#### [YOUR TASK]
Please return all lines in the listing holding the word "horizontal".

START DATA FOR THE TASK

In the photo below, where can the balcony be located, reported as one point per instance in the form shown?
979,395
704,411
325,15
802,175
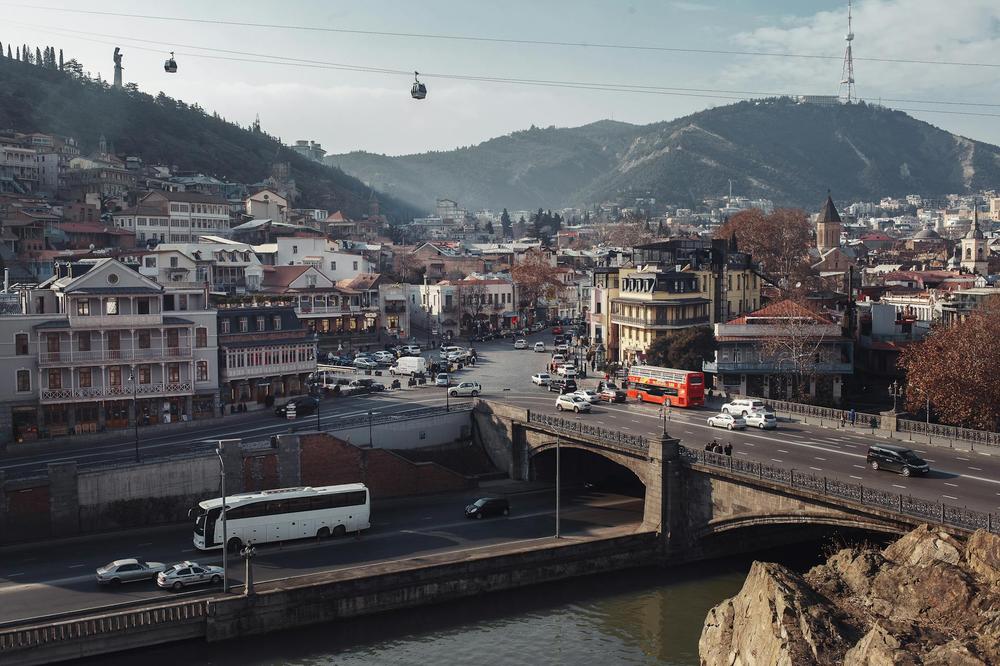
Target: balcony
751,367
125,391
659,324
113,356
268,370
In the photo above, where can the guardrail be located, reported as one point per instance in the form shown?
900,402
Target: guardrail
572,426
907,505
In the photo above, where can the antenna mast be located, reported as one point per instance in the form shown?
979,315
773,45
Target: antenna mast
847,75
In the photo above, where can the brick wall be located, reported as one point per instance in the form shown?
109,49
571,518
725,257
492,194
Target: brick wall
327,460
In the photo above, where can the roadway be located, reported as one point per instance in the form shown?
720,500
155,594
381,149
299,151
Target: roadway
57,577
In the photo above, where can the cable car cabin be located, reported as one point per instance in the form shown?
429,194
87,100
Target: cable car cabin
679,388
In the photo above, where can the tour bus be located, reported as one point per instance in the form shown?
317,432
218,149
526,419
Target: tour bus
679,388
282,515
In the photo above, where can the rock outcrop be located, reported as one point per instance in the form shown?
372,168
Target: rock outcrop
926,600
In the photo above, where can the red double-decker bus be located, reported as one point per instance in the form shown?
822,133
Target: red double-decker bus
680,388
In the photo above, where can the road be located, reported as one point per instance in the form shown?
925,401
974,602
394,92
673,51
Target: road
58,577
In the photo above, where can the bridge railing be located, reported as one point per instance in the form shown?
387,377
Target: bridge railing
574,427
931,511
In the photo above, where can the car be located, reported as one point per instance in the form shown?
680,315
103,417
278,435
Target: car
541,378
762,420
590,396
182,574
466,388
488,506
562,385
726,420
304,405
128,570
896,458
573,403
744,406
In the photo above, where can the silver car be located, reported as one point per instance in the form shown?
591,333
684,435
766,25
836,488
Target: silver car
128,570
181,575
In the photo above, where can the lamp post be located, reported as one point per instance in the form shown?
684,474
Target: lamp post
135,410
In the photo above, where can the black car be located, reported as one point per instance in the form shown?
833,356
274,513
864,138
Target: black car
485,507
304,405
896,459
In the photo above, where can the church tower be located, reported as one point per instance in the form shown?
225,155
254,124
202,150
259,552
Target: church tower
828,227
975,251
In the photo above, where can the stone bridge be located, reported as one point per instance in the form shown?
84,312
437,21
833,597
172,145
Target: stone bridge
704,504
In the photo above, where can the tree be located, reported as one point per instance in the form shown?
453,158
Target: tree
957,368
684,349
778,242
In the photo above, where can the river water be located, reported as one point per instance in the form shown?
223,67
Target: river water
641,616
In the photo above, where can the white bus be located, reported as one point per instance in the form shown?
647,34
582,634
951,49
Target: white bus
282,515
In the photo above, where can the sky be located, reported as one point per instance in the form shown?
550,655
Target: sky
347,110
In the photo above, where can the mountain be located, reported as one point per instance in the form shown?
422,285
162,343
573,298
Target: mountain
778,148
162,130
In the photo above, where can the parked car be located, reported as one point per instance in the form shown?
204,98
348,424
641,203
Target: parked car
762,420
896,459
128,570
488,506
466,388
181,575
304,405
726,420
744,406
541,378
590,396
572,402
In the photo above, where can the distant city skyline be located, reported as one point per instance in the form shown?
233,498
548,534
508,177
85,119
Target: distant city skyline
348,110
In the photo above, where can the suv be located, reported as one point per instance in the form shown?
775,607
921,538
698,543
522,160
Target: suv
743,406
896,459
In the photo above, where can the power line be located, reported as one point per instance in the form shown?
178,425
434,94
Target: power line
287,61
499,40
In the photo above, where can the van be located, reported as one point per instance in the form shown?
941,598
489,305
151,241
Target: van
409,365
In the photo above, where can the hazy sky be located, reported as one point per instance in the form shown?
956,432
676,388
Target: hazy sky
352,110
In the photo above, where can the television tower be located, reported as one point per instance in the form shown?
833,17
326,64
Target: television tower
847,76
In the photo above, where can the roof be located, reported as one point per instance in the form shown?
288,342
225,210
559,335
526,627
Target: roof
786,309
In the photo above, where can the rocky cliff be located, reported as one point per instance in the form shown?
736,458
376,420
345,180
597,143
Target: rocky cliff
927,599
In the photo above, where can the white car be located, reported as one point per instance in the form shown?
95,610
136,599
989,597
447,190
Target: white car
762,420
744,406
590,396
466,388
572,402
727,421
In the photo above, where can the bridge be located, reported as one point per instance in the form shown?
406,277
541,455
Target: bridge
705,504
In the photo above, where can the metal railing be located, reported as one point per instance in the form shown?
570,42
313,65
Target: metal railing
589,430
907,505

END DATA FOR THE TASK
START DATA FOR THE TASK

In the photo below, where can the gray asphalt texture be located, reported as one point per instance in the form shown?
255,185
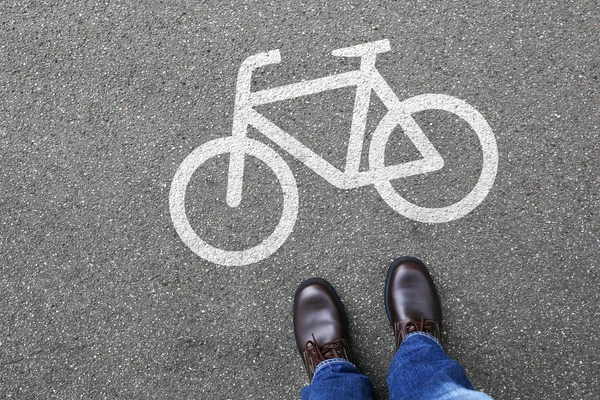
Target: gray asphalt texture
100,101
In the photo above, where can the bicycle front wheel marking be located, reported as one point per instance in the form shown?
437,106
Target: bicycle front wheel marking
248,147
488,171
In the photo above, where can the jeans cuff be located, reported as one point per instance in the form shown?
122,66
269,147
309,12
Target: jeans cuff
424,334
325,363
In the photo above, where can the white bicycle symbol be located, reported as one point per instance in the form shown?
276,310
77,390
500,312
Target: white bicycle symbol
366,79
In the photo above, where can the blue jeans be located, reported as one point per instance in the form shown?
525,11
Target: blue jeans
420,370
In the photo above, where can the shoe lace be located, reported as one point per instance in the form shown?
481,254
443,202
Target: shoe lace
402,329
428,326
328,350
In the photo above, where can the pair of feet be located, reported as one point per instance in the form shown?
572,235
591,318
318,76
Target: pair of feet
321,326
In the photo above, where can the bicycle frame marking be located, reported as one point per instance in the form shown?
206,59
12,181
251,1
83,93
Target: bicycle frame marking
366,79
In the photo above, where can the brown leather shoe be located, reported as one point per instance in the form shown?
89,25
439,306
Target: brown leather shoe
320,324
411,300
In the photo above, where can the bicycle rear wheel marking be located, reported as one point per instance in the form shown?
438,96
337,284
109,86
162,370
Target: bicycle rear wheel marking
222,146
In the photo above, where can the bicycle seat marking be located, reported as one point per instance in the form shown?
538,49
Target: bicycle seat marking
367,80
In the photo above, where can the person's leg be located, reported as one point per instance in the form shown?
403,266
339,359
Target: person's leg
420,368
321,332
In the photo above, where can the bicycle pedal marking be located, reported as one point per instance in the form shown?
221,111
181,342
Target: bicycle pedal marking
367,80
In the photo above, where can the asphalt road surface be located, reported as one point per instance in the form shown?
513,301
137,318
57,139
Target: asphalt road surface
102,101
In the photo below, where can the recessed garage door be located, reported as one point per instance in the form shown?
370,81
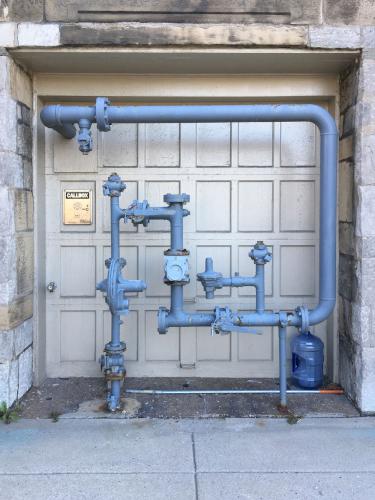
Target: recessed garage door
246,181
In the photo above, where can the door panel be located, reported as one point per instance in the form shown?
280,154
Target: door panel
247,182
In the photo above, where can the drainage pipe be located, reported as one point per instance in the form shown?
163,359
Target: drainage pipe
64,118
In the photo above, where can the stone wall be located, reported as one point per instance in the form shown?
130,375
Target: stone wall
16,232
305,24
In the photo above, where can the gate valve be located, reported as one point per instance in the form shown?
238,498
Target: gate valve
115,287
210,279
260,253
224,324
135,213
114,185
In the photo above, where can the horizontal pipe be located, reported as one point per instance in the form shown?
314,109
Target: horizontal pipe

END DATA FOR THE TASK
START DATA FOR THE TASK

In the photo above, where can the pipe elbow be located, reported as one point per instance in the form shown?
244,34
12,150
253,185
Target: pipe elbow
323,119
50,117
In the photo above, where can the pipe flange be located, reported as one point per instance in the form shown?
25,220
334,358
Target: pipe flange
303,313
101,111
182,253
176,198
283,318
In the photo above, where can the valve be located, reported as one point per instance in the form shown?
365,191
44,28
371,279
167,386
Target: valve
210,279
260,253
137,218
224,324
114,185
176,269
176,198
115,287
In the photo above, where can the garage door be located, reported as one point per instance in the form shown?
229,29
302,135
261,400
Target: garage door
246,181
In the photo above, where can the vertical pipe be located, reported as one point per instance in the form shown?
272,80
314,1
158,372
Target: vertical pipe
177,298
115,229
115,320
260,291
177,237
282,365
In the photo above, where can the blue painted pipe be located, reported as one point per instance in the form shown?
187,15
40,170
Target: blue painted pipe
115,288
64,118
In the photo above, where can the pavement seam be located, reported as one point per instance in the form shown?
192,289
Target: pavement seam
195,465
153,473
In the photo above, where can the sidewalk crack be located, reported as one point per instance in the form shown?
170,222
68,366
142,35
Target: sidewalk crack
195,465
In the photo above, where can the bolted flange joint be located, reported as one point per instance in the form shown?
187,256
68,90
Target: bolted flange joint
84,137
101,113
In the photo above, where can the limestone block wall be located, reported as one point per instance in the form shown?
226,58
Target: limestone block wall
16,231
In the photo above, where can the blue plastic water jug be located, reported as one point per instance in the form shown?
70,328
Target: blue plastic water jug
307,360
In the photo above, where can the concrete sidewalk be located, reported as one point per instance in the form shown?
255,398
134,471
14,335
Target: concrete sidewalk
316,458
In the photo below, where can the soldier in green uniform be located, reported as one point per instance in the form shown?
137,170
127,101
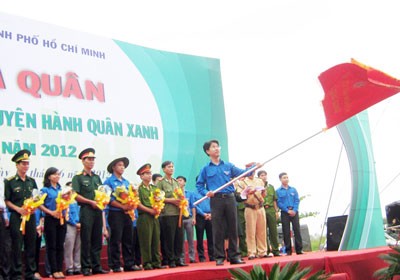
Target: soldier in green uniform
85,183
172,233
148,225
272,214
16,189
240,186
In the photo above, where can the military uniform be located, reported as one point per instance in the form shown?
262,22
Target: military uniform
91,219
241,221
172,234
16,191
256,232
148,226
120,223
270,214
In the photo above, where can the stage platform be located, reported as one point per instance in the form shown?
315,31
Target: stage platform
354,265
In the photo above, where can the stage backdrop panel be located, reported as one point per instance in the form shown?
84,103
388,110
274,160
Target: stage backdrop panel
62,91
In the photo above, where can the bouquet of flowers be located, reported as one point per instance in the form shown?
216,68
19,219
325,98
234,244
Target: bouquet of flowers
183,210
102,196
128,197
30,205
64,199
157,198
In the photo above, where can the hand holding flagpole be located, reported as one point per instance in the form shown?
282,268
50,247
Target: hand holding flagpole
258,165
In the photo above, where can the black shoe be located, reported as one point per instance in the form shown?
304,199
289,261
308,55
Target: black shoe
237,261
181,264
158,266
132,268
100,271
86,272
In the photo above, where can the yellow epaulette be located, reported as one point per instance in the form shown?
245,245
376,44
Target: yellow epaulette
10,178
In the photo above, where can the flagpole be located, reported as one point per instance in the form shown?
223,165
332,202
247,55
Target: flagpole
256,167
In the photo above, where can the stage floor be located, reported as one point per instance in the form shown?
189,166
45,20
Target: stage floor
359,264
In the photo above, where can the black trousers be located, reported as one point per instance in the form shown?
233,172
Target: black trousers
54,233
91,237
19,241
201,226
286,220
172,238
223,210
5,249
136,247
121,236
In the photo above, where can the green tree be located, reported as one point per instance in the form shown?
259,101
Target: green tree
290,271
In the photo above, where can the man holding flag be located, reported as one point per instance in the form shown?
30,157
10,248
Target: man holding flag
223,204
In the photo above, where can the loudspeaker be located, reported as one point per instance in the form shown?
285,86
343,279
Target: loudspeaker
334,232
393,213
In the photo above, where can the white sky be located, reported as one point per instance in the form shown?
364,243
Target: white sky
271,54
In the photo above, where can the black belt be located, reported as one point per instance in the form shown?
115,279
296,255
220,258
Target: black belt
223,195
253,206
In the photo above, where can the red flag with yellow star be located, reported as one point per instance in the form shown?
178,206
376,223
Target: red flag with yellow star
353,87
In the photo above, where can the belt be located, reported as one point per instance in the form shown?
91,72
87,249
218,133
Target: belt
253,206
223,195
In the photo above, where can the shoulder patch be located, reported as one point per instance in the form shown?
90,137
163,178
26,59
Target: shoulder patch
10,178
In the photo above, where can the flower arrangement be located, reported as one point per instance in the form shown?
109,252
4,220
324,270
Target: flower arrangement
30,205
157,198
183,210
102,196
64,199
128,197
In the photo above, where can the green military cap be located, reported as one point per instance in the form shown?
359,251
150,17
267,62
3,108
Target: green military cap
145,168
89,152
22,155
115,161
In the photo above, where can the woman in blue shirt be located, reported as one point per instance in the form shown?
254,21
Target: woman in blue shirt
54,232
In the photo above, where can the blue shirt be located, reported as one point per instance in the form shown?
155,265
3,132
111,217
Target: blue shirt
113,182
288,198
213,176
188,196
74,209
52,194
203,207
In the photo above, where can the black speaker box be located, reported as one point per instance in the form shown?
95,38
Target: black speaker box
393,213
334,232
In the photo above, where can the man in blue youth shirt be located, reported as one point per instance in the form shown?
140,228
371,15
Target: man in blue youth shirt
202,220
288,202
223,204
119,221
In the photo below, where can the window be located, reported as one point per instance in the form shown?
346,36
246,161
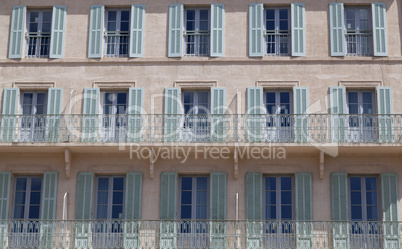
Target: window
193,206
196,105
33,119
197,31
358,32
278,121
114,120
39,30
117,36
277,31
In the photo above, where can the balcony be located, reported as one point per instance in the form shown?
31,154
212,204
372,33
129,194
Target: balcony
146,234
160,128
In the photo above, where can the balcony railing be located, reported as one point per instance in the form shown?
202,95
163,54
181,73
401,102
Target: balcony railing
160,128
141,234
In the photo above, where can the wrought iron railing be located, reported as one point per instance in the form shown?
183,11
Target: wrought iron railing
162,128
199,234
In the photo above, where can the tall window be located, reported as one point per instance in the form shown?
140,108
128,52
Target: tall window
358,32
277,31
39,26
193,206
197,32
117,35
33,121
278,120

END DATA FOR THE TASK

#### [SOLUTION FOR THIS TASK]
In the photo above, where can the horizontal pipe be located, reported as one point per instance in the form shown?
Target: horizontal pipe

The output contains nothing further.